Find every line in the material below that includes the word "wooden" and copy each of those lines. Case counts.

┄┄┄┄┄┄┄┄┄┄

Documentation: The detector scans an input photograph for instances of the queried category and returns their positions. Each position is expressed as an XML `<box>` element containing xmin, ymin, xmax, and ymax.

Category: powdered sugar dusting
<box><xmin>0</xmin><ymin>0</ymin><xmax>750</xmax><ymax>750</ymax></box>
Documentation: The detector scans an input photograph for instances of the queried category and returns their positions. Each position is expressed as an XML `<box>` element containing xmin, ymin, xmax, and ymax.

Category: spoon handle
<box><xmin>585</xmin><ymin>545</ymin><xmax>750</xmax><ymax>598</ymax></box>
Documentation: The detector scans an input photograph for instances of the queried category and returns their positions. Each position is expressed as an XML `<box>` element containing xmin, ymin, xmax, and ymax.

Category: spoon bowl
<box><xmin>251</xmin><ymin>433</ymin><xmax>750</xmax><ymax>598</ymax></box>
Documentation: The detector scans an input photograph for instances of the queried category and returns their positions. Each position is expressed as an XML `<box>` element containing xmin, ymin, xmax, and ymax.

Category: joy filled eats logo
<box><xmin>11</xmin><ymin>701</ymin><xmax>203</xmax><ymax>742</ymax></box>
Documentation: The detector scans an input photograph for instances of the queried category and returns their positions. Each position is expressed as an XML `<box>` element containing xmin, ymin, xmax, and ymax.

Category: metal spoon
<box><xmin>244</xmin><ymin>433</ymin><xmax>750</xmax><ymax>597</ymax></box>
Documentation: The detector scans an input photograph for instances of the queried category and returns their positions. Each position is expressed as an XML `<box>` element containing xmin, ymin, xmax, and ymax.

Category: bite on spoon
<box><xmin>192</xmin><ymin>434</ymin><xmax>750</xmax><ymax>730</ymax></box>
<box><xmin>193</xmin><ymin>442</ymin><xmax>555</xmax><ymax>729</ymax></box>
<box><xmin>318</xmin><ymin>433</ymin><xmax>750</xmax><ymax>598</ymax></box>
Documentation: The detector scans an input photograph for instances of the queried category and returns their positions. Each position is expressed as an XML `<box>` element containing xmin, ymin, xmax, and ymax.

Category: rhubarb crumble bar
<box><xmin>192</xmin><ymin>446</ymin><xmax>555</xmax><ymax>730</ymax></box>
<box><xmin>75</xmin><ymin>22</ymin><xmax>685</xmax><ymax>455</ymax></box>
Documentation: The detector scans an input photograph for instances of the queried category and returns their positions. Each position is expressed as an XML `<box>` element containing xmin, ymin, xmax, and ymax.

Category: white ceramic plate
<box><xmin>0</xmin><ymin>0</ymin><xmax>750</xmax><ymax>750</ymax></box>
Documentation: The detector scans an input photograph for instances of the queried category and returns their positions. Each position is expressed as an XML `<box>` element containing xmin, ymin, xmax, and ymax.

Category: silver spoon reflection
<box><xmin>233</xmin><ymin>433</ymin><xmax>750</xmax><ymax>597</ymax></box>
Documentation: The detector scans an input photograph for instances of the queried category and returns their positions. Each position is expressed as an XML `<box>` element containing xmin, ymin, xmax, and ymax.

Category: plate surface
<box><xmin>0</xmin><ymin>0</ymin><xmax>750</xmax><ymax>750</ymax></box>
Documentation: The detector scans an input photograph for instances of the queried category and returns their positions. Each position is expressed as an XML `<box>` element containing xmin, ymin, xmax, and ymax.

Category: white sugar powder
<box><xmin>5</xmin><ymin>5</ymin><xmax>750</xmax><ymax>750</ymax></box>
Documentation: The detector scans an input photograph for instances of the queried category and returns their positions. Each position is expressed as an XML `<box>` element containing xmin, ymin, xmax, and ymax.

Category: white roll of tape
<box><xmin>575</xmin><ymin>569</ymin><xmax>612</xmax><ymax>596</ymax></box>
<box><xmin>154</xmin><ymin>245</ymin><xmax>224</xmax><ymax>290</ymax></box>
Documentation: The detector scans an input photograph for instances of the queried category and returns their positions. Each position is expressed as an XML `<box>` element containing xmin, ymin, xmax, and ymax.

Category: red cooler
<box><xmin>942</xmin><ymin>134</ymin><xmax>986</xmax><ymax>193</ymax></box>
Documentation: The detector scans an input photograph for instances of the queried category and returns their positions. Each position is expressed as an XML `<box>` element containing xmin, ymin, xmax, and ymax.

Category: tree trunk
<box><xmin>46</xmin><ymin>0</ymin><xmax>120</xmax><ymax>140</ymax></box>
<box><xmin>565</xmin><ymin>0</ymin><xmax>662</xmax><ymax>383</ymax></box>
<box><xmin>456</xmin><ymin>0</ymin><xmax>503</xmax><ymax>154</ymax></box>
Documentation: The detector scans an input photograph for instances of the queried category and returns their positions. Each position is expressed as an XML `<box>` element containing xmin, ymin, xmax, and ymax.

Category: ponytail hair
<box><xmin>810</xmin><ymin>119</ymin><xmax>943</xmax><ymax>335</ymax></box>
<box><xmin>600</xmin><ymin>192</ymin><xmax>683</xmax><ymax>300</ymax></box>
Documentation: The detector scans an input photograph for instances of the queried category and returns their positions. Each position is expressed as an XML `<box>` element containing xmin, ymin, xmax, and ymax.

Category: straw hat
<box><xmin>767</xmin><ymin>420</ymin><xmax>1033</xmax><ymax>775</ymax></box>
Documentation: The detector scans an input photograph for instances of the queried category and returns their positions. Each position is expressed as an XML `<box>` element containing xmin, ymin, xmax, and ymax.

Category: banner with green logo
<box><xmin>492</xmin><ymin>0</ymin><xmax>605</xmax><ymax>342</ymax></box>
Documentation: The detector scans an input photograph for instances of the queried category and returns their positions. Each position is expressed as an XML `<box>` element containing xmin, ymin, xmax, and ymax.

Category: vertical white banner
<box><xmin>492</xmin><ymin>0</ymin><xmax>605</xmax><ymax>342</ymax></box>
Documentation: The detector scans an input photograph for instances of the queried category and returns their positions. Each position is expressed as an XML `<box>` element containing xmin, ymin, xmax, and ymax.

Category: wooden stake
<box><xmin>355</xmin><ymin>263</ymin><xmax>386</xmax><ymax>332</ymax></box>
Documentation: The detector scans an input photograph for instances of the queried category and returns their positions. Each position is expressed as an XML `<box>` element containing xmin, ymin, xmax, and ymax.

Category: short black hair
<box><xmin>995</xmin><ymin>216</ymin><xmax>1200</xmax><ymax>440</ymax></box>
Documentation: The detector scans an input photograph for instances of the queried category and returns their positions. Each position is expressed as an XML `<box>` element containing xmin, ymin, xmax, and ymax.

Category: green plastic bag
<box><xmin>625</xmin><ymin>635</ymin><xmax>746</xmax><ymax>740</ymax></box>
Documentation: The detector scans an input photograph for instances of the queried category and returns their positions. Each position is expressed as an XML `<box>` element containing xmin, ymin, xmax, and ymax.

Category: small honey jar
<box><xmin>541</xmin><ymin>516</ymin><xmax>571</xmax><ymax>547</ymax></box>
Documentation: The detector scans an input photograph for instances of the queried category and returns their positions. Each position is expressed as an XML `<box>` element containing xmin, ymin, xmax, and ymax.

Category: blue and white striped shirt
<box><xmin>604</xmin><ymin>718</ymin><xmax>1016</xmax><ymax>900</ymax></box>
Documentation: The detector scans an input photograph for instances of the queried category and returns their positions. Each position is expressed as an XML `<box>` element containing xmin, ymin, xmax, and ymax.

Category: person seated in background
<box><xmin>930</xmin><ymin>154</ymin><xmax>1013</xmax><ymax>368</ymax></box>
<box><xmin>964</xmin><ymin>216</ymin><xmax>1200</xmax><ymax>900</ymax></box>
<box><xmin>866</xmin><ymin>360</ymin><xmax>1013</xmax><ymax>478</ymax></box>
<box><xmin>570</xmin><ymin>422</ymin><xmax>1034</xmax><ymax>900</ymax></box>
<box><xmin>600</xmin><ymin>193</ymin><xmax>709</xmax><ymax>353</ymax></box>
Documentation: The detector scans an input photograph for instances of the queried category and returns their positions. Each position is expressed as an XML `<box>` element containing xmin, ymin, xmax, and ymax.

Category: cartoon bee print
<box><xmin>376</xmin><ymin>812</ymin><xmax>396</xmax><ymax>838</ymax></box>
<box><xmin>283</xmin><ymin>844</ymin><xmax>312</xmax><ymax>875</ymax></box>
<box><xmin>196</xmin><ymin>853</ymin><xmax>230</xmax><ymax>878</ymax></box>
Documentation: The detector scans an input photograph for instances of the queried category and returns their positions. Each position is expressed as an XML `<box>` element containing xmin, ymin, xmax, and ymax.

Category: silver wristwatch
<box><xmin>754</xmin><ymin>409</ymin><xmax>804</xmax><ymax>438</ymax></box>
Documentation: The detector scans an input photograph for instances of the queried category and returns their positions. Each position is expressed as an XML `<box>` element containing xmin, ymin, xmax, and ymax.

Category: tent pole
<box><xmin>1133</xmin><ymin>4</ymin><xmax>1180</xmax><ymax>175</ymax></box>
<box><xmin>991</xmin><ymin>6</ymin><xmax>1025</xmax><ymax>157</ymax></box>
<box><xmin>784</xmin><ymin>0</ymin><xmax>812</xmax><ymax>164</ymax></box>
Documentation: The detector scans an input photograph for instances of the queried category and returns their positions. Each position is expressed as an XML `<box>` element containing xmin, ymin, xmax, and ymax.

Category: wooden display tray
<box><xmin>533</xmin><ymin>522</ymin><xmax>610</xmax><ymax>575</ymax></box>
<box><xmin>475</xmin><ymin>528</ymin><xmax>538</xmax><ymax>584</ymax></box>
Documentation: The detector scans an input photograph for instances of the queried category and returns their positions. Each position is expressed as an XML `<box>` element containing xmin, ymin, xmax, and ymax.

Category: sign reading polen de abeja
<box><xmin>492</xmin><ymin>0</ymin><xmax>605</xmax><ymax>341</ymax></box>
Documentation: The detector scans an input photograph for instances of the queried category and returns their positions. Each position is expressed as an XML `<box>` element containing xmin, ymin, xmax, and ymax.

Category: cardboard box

┄┄┄┄┄┄┄┄┄┄

Finished task:
Category: wooden stake
Category: wooden display tray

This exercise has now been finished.